§ **EXTRACT PROVIDED**
JSON Compression: Alternative Binary Formats and Compression Methods

TL;DR: If you are considering using an alternative binary format in order to reduce the size of your persisted JSON, consider this: the final compressed size of the data has very little to do with the serialization method, and almost everything to do with the compression method. In our testing, Brotli proved to be very effective for long-term persistence.

Motivation

There are a lot of data serialization formats out there. Perhaps none are more pervasive than JSON: the de facto serialization method for web applications. And, while it certainly isn’t perfect, its convenience and simplicity have made it our format of choice at Lucid. However, we recently undertook a project that made us question whether or not we should be using JSON at our persistence layer.

In order to improve the performance and fidelity of our revision history feature, we decided that we should start persisting ‘key-frames’ (snapshots) of our document-state data (rather than just the deltas). Our plan was initially to just gzip the document-state JSON when persisting the snapshots. However, as we started sampling some data and crunching the numbers, we realized that within a year or two we would have hundreds of terabytes of data, costing thousands of dollars per month in infrastructure costs. So, even if we could only reduce the size of our persisted data by a few percentage points, it would translate to real-world savings. Thus, we decided to investigate alternative serialization and compression methods to find the pair would minimize the costs of persisting the new data.

Serialization alternatives

JSON is human readable, relatively concise, simple to understand, and is universally supported. But, its simplicity and human-readability mean it isn’t the most space-efficient format out there.

For example, representing the number 1234.567890123457 will take 18 bytes in UTF-8 stringified JSON. However, a binary format could represent the same number as a 8-byte floating point double. Similarly false will be 5-bytes in JSON, but a single byte (or conceivably less) in a binary format. Because our document state includes plenty of booleans and numbers, it seemed like a no-brainer that a binary serialization technique would beat out JSON.

We decided to test out the following serialization methods [1]:

CBOR
Smile
BSON
MessagePack
Ion (Both Textual and Binary formats)

Compression alternatives

Historically, we have just used gzip for compression of our document-state because it is fast, gets effective results, and works natively in the JVM. However, a couple of years ago we started using Brotli to compress our static front-end javascript assets, and saw very good results. We thought it might be a good fit on our document-state JSON as well. We also decided to try XZ, Zstandard, and bzip2.

Methodology

As a test bed of documents, we decided to use our system templates (Lucidchart and Lucidpress ‘blueprint’ documents that we provide to our users) as our sample data. We have about 1500 templates totaling 133.8 MB of document-state JSON.

§ **DATA EXTRACTS**
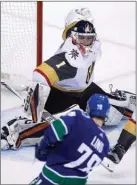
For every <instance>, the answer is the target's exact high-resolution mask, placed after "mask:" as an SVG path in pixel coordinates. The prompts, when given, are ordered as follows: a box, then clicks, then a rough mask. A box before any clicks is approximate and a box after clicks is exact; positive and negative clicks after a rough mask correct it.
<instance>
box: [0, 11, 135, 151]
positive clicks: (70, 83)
mask: <svg viewBox="0 0 137 185" xmlns="http://www.w3.org/2000/svg"><path fill="white" fill-rule="evenodd" d="M62 38H63V43H62V44H61V46H60V47H59V49H58V50H57V52H56V53H55V54H54V55H53V56H52V57H51V58H49V59H48V60H46V61H44V62H43V63H42V64H41V65H39V66H38V67H37V68H36V69H35V70H34V73H33V82H31V84H30V86H29V88H28V91H27V96H26V98H25V100H24V106H23V110H22V111H23V112H24V116H23V117H21V116H20V115H16V117H14V118H13V119H11V120H9V121H8V122H7V123H6V124H5V125H4V126H3V127H2V129H1V149H2V150H7V149H14V150H17V149H18V148H20V147H21V146H34V145H36V144H37V143H39V142H40V140H41V138H42V137H43V134H44V131H45V129H46V128H47V127H48V125H49V124H50V123H51V122H52V120H53V119H55V118H56V116H59V115H60V114H59V113H61V112H62V114H66V112H69V111H70V110H72V109H78V108H80V109H82V110H84V111H85V109H86V104H87V101H88V99H89V98H90V96H91V95H93V94H95V93H97V94H103V95H106V96H107V97H108V98H109V102H110V104H111V107H110V112H109V115H108V119H107V120H105V125H106V126H114V125H118V124H119V123H120V121H121V119H122V118H123V117H126V118H127V119H130V118H131V117H132V114H133V111H134V110H135V108H136V95H135V94H133V93H130V92H127V91H121V90H116V91H115V92H113V91H112V88H110V90H111V92H110V93H107V92H105V91H104V90H103V89H102V88H100V87H99V86H98V85H97V84H95V83H94V81H93V80H94V69H95V64H96V61H97V60H98V59H99V58H100V56H101V51H100V41H99V39H98V36H97V32H96V29H95V27H94V21H93V18H92V15H91V12H90V10H89V9H88V8H81V9H74V10H72V11H71V12H70V13H69V14H68V16H67V18H66V20H65V28H64V31H63V34H62ZM49 113H50V114H49ZM51 114H52V115H53V114H54V116H55V118H54V117H52V116H51Z"/></svg>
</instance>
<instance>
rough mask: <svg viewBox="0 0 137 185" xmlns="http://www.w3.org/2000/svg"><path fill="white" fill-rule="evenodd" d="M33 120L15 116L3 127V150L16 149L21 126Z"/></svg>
mask: <svg viewBox="0 0 137 185" xmlns="http://www.w3.org/2000/svg"><path fill="white" fill-rule="evenodd" d="M25 122H26V123H28V122H31V120H28V119H26V118H21V117H20V118H15V119H12V120H10V121H9V122H8V123H7V124H6V125H5V126H3V127H2V129H1V150H7V149H13V150H16V149H17V148H18V147H19V146H20V145H19V146H18V147H17V141H18V139H19V134H20V130H21V129H20V128H19V127H21V125H22V124H24V123H25Z"/></svg>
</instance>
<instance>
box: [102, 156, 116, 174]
mask: <svg viewBox="0 0 137 185" xmlns="http://www.w3.org/2000/svg"><path fill="white" fill-rule="evenodd" d="M101 164H102V166H103V167H104V168H106V169H107V170H108V171H109V172H114V170H115V167H116V165H117V164H115V163H114V162H112V161H111V160H109V159H108V158H106V157H105V158H104V160H103V161H102V163H101Z"/></svg>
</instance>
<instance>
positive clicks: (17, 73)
mask: <svg viewBox="0 0 137 185" xmlns="http://www.w3.org/2000/svg"><path fill="white" fill-rule="evenodd" d="M36 18H37V3H36V2H1V74H2V75H1V77H2V79H3V77H5V74H6V79H7V78H9V77H10V78H13V79H14V83H16V82H15V81H16V80H17V81H18V80H19V81H20V79H24V77H25V80H26V79H31V78H32V72H33V69H34V68H35V66H36ZM19 76H21V78H18V77H19ZM21 83H22V82H21ZM23 83H24V82H23Z"/></svg>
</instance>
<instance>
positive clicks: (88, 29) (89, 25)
mask: <svg viewBox="0 0 137 185" xmlns="http://www.w3.org/2000/svg"><path fill="white" fill-rule="evenodd" d="M89 32H92V28H91V26H90V25H89V24H86V25H85V33H89Z"/></svg>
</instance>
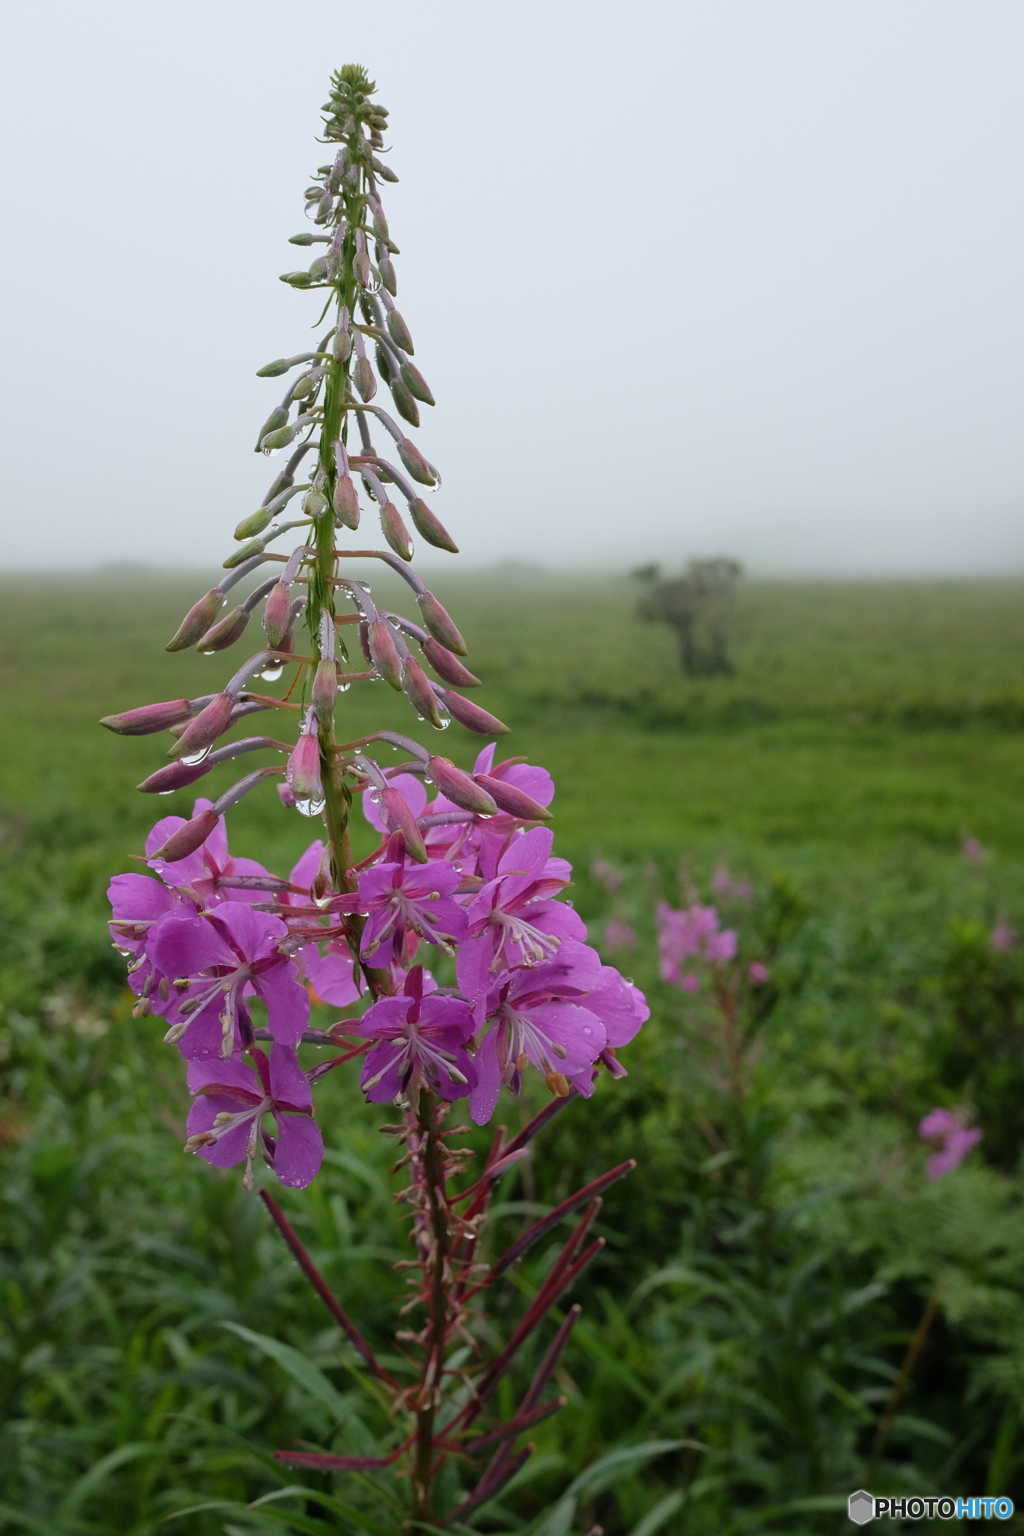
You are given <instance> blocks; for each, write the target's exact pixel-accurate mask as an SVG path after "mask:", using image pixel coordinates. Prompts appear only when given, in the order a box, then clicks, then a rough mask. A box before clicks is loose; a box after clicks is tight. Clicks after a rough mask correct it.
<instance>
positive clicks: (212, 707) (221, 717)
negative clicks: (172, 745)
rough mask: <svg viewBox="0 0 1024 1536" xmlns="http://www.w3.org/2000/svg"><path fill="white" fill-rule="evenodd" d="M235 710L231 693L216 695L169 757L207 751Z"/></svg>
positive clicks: (184, 728) (195, 718)
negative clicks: (232, 712)
mask: <svg viewBox="0 0 1024 1536" xmlns="http://www.w3.org/2000/svg"><path fill="white" fill-rule="evenodd" d="M233 708H235V699H233V696H232V694H230V693H215V694H213V697H212V699H210V702H209V703H207V707H206V708H204V710H201V711H200V713H198V714H197V717H195V719H193V720H189V723H187V725H186V728H184V731H183V733H181V736H180V737H178V740H177V742H175V743H173V746H172V748H170V751H169V753H167V757H173V759H180V757H192V756H193V754H195V753H203V751H206V750H207V748H209V746H212V745H213V742H215V740H216V737H218V736H223V734H224V731H226V730H227V727H229V725H230V723H232V710H233ZM180 857H183V856H180Z"/></svg>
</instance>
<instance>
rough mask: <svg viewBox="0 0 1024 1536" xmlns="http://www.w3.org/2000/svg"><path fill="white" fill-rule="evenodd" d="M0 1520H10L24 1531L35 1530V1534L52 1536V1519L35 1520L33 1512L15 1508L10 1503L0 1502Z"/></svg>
mask: <svg viewBox="0 0 1024 1536" xmlns="http://www.w3.org/2000/svg"><path fill="white" fill-rule="evenodd" d="M0 1521H12V1522H14V1524H15V1525H20V1527H21V1528H23V1530H26V1531H37V1536H54V1522H52V1521H37V1519H35V1516H34V1514H26V1513H25V1511H23V1510H15V1508H14V1505H12V1504H0Z"/></svg>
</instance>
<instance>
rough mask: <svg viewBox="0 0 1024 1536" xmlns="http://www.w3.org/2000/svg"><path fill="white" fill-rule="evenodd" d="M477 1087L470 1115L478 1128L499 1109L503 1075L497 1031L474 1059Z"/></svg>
mask: <svg viewBox="0 0 1024 1536" xmlns="http://www.w3.org/2000/svg"><path fill="white" fill-rule="evenodd" d="M473 1066H474V1068H476V1087H474V1089H473V1091H471V1094H470V1114H471V1115H473V1120H474V1121H476V1124H477V1126H485V1124H487V1121H488V1120H490V1118H491V1115H493V1114H494V1109H496V1107H497V1095H499V1092H500V1086H502V1074H500V1068H499V1066H497V1031H496V1029H491V1032H490V1035H487V1037H485V1040H484V1043H482V1046H481V1049H479V1051H477V1052H476V1055H474V1057H473Z"/></svg>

§ **EXPLORE THE MATERIAL**
1. Answer these from the JSON compression article:
(a) Which compression method proved very effective for long-term persistence in testing?
(b) How many bytes does the value false take in JSON?
(c) How many templates made up the test bed, and what was their total size?
2. Extract the passage from the JSON compression article starting at "There are a" and ending at "our persistence layer.".
The items have no role in this work.

§ **RESULTS OF THE TASKS**
1.
(a) Brotli
(b) 5 bytes
(c) About 1500 templates, totaling 133.8 MB of document-state JSON

2.
There are a lot of data serialization formats out there. Perhaps none are more pervasive than JSON: the de facto serialization method for web applications. And, while it certainly isn’t perfect, its convenience and simplicity have made it our format of choice at Lucid. However, we recently undertook a project that made us question whether or not we should be using JSON at our persistence layer.